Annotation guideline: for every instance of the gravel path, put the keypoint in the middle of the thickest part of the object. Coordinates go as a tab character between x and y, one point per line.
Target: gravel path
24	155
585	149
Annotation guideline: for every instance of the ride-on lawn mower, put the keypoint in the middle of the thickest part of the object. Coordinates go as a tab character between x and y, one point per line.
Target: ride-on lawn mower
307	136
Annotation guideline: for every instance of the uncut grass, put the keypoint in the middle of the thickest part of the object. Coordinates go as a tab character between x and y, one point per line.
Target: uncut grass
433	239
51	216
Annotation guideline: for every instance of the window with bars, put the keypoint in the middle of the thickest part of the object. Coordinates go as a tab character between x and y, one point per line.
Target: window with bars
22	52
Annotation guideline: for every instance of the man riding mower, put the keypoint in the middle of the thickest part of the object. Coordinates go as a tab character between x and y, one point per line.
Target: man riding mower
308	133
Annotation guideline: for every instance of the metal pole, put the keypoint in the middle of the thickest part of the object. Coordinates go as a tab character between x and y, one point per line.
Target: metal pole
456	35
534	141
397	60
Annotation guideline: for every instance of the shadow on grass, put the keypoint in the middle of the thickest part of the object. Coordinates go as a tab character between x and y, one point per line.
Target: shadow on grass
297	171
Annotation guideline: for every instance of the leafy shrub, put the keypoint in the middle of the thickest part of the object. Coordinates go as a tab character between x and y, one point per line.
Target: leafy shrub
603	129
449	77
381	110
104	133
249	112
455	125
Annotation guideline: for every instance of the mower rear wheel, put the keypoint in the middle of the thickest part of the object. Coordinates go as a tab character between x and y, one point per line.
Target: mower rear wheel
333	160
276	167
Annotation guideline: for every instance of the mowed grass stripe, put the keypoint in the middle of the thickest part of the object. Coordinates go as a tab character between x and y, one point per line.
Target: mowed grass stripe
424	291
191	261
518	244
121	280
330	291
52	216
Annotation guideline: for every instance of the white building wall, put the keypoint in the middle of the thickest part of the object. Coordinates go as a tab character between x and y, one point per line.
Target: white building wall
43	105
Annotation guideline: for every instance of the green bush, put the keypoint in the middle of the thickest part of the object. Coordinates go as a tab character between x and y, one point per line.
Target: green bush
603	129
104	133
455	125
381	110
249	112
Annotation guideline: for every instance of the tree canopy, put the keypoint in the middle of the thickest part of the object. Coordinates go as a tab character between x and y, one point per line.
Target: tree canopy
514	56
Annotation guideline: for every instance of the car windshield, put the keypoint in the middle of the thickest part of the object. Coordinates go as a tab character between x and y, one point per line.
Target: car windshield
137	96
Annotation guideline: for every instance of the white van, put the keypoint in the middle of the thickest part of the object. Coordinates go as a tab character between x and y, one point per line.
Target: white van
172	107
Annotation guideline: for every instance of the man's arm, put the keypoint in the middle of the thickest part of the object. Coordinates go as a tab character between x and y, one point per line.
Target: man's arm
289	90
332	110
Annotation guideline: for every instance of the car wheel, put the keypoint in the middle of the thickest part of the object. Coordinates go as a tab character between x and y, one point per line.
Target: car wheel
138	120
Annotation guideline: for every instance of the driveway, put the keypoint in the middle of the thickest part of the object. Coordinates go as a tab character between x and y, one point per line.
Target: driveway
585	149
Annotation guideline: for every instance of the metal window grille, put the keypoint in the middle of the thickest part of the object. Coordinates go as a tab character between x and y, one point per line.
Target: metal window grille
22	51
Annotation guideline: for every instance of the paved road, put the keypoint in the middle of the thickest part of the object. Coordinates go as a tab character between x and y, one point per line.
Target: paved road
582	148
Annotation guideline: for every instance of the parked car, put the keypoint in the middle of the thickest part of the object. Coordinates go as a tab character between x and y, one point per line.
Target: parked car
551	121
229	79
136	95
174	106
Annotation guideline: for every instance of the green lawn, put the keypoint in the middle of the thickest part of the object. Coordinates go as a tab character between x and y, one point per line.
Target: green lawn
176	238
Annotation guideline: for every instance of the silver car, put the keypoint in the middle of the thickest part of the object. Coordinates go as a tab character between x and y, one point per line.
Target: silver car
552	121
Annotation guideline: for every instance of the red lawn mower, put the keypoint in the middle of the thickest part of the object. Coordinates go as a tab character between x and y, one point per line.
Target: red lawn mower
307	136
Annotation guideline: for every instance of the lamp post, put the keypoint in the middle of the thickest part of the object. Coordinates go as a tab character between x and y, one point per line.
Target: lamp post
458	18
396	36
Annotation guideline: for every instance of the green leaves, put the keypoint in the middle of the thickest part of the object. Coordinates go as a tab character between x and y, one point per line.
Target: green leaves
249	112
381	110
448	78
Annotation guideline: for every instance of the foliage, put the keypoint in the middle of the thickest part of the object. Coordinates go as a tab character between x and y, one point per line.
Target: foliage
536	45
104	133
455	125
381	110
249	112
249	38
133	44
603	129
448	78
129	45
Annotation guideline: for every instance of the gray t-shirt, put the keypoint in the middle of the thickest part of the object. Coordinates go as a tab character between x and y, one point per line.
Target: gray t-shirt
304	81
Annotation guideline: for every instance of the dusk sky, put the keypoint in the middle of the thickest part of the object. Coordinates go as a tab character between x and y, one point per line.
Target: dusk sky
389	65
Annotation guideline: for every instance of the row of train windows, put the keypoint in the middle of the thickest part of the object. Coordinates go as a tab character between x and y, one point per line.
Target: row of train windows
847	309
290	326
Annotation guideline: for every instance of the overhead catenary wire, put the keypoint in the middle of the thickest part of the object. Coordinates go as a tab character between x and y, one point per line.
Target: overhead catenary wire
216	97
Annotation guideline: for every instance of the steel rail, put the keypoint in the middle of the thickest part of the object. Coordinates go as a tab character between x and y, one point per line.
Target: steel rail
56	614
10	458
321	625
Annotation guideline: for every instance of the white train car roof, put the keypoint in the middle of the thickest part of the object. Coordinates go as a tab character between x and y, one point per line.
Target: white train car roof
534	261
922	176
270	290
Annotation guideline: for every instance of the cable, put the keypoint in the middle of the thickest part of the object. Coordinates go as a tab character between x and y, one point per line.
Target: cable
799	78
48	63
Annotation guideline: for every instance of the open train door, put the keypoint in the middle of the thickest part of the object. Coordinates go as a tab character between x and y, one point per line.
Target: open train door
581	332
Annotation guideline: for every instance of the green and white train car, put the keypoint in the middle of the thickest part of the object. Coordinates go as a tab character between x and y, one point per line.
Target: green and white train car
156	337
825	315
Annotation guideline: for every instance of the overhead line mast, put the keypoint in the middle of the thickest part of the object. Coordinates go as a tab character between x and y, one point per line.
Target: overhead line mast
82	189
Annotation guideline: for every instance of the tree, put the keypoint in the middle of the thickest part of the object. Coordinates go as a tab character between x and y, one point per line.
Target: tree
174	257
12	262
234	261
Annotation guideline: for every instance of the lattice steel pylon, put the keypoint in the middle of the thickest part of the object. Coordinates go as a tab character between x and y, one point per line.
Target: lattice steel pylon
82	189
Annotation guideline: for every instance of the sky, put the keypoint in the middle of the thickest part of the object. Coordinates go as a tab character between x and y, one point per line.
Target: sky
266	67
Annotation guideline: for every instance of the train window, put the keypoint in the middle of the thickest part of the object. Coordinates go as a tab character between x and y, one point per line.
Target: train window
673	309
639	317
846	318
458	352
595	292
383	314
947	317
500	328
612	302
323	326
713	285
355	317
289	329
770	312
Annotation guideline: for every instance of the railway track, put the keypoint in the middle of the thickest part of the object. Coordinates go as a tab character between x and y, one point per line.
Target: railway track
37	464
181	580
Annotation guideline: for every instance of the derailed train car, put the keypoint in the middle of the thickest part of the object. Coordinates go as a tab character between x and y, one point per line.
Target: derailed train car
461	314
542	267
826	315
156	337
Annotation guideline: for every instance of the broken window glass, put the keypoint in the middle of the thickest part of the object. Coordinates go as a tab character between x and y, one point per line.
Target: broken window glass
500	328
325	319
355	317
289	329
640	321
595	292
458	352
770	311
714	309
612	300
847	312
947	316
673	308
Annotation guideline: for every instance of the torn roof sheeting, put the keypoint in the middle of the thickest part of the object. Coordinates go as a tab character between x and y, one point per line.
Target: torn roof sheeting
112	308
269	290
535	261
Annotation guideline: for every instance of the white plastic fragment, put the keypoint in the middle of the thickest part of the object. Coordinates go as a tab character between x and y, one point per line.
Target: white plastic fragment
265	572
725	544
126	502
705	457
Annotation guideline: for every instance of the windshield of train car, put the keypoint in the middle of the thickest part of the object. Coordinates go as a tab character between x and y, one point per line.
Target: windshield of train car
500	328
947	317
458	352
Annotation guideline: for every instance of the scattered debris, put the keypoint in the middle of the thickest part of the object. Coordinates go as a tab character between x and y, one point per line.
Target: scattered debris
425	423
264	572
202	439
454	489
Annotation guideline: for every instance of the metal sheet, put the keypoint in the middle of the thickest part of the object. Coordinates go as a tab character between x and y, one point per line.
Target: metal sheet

··········

Only the lines above from the one with "Target: lattice steel pylon" through the one with "Annotation guideline: for every instance of the derailed" should be duplicated, character for character.

Target: lattice steel pylon
82	189
Annotation guideline: for every instance of the sky, put the keypoint in the middle of the thickest part of the object. Coordinates go as a tab character between x and y, one point per line.
Target: sky
266	67
Annotation guideline: for every instance of the train window, put the keypoint in the middle of the thickest part of the object. Coordinates go as a tab character between x and y, one point per line.
Target: train window
673	309
639	317
846	318
458	352
595	292
383	314
947	317
500	328
612	302
323	326
713	285
355	317
289	329
770	312
Annotation guideline: for every instance of the railway track, put the keypoint in the middle of the thickest part of the object. Coordinates go as a tab character between x and y, one point per line.
Target: railway track
37	464
181	580
Annotation guideline: for every instance of the derailed train car, put the keypoint in the middle of the thickest part of the object. Coordinates go as a tab character between x and y, one point per line.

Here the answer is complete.